---------- EXCERPTED RECORDS ----------

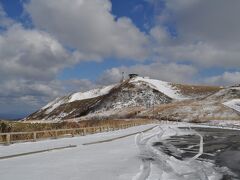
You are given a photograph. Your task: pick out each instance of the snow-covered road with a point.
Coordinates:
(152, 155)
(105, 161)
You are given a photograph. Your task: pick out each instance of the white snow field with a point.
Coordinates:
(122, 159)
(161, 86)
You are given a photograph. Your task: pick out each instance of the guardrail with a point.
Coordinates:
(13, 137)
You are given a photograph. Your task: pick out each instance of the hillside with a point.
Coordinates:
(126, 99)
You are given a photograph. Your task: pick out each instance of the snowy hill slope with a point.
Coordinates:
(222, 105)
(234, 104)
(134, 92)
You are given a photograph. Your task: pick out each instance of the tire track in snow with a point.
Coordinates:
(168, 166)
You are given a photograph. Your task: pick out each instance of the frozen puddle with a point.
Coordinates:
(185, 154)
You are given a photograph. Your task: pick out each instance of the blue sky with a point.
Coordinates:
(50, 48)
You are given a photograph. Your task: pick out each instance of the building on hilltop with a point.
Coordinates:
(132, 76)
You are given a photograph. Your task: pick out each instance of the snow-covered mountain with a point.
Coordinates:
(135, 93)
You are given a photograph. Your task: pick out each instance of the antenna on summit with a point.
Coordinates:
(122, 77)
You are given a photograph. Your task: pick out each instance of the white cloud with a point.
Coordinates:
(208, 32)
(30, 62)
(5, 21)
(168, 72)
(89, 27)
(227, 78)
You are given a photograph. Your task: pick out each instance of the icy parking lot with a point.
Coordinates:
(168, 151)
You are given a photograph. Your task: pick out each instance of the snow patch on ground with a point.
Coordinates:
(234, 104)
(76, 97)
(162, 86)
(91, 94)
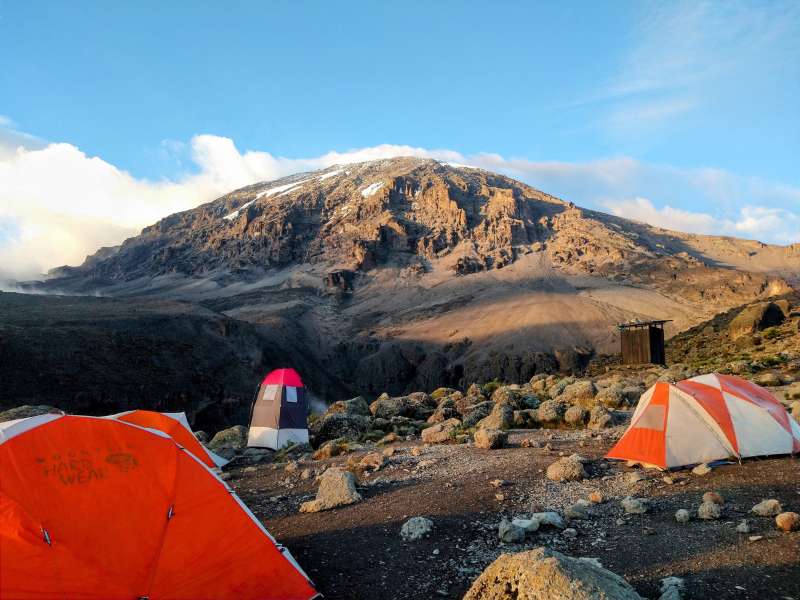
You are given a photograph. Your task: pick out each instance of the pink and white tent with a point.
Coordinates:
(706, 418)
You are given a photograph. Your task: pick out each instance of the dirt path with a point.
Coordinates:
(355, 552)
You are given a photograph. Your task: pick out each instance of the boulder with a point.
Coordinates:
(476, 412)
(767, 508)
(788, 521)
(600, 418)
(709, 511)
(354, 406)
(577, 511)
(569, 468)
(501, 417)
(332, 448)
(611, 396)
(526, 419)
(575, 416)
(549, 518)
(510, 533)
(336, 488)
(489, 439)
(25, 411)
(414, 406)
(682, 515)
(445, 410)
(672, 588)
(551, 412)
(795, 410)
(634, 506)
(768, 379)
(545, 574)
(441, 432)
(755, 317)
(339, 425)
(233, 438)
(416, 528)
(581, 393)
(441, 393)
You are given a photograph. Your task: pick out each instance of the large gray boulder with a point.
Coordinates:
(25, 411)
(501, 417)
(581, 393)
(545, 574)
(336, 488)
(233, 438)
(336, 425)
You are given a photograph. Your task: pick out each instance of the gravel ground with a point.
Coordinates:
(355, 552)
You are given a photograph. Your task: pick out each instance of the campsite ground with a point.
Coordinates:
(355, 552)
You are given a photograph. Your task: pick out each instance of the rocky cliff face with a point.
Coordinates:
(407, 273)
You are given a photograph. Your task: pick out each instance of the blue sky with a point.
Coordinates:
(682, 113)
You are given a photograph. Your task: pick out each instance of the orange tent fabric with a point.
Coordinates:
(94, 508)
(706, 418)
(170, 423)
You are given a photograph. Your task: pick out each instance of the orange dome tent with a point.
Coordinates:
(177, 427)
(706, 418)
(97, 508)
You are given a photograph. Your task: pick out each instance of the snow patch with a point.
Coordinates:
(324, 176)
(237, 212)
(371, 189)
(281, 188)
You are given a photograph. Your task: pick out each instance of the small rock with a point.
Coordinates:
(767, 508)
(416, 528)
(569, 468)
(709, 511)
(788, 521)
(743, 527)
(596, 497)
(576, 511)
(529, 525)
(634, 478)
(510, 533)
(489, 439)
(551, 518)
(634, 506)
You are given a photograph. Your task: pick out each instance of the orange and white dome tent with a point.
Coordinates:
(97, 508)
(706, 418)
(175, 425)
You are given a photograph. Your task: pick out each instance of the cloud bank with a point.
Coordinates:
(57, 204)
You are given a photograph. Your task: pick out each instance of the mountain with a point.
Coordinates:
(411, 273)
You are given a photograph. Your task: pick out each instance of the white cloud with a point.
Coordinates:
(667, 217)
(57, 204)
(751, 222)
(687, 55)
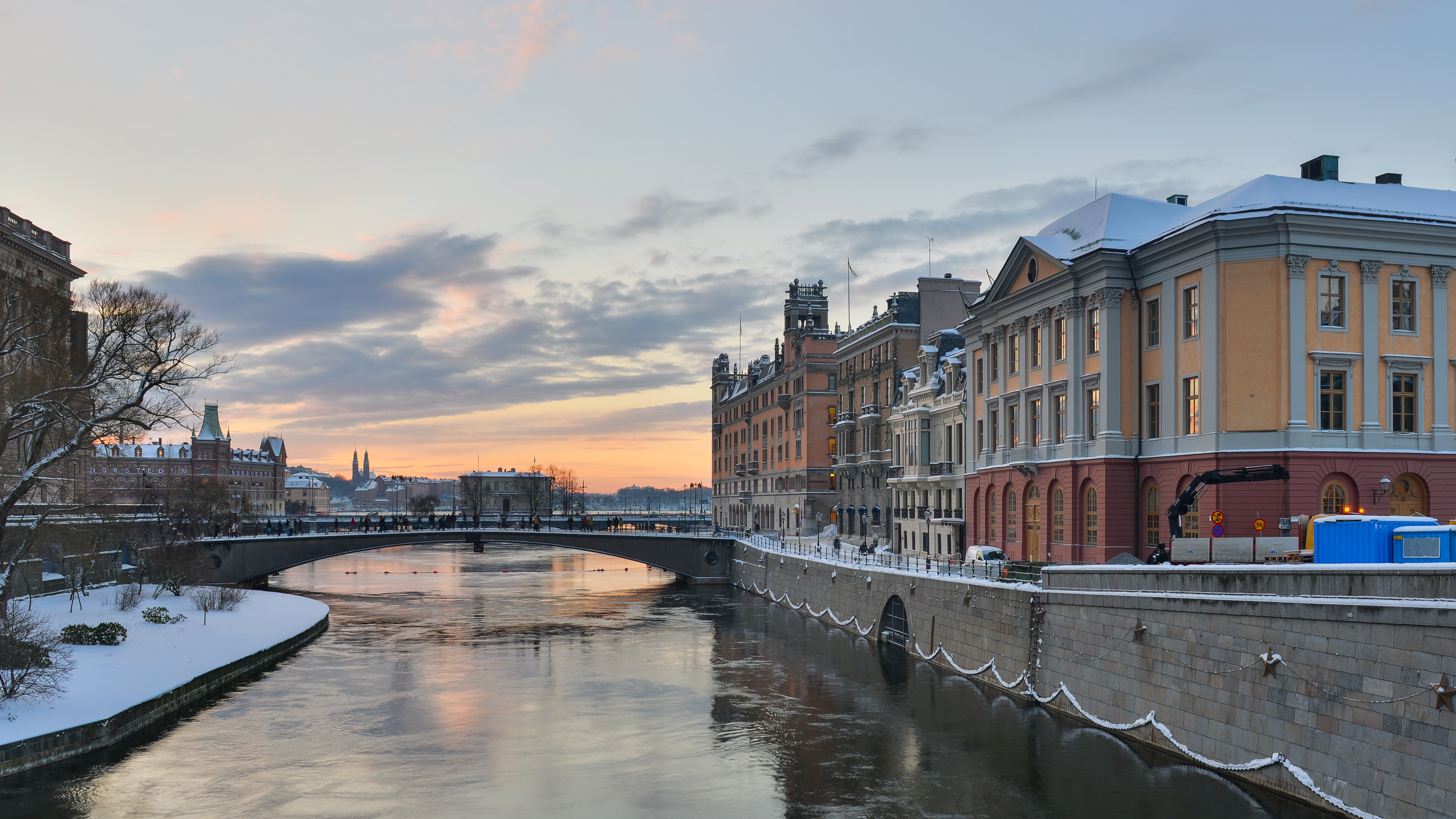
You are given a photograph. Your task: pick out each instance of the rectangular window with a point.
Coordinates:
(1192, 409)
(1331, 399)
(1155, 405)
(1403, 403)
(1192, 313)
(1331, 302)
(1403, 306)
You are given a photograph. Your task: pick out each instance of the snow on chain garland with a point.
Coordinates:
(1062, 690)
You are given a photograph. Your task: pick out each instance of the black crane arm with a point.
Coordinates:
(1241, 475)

----------
---------- EXCERPTED RECORDS ----------

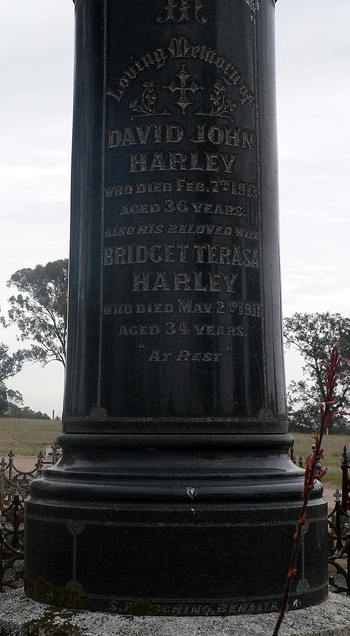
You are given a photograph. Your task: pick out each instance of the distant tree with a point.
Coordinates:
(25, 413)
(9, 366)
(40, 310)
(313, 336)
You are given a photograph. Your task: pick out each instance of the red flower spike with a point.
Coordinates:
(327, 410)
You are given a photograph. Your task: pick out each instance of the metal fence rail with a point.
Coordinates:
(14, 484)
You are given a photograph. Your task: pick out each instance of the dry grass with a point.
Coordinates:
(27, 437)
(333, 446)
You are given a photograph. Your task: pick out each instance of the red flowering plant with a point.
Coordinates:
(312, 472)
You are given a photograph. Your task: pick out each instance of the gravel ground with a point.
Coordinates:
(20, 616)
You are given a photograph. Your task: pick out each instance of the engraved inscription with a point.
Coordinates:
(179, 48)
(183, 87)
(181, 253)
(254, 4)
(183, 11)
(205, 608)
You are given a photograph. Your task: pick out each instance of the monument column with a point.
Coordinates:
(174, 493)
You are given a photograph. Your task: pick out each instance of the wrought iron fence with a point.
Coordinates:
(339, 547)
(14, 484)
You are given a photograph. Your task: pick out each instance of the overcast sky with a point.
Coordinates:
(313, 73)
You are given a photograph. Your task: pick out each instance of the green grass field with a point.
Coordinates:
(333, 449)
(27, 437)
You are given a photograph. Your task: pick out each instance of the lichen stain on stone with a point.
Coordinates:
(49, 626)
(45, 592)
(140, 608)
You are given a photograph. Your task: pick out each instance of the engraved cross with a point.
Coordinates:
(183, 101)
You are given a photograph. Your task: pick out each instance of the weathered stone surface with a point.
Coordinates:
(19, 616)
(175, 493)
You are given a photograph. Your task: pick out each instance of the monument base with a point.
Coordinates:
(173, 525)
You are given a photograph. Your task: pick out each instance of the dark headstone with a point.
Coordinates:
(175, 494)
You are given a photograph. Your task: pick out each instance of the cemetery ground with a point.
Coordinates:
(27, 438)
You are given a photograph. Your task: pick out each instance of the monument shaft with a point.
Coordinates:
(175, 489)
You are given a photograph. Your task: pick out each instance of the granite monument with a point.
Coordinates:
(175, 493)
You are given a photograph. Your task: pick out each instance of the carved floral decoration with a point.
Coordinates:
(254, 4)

----------
---------- EXCERPTED RECORDS ----------

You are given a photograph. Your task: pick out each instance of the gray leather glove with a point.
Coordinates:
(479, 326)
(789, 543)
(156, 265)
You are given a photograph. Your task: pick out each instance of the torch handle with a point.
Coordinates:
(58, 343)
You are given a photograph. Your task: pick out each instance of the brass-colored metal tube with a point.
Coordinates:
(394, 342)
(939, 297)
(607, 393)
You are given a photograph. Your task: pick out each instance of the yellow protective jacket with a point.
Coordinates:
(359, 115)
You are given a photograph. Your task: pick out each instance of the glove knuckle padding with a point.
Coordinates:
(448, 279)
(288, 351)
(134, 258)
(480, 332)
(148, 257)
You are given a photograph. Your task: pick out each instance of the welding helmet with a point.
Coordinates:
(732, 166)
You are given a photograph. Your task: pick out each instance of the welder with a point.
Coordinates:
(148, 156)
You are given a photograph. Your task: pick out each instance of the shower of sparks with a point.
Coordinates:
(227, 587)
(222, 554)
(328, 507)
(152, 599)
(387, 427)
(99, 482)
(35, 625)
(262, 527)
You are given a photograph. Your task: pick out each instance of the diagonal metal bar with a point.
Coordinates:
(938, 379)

----------

=== ABOUT THIS EXERCISE ===
State only the number of lines above that contain the word "boulder".

=== EXERCISE OUTPUT ===
2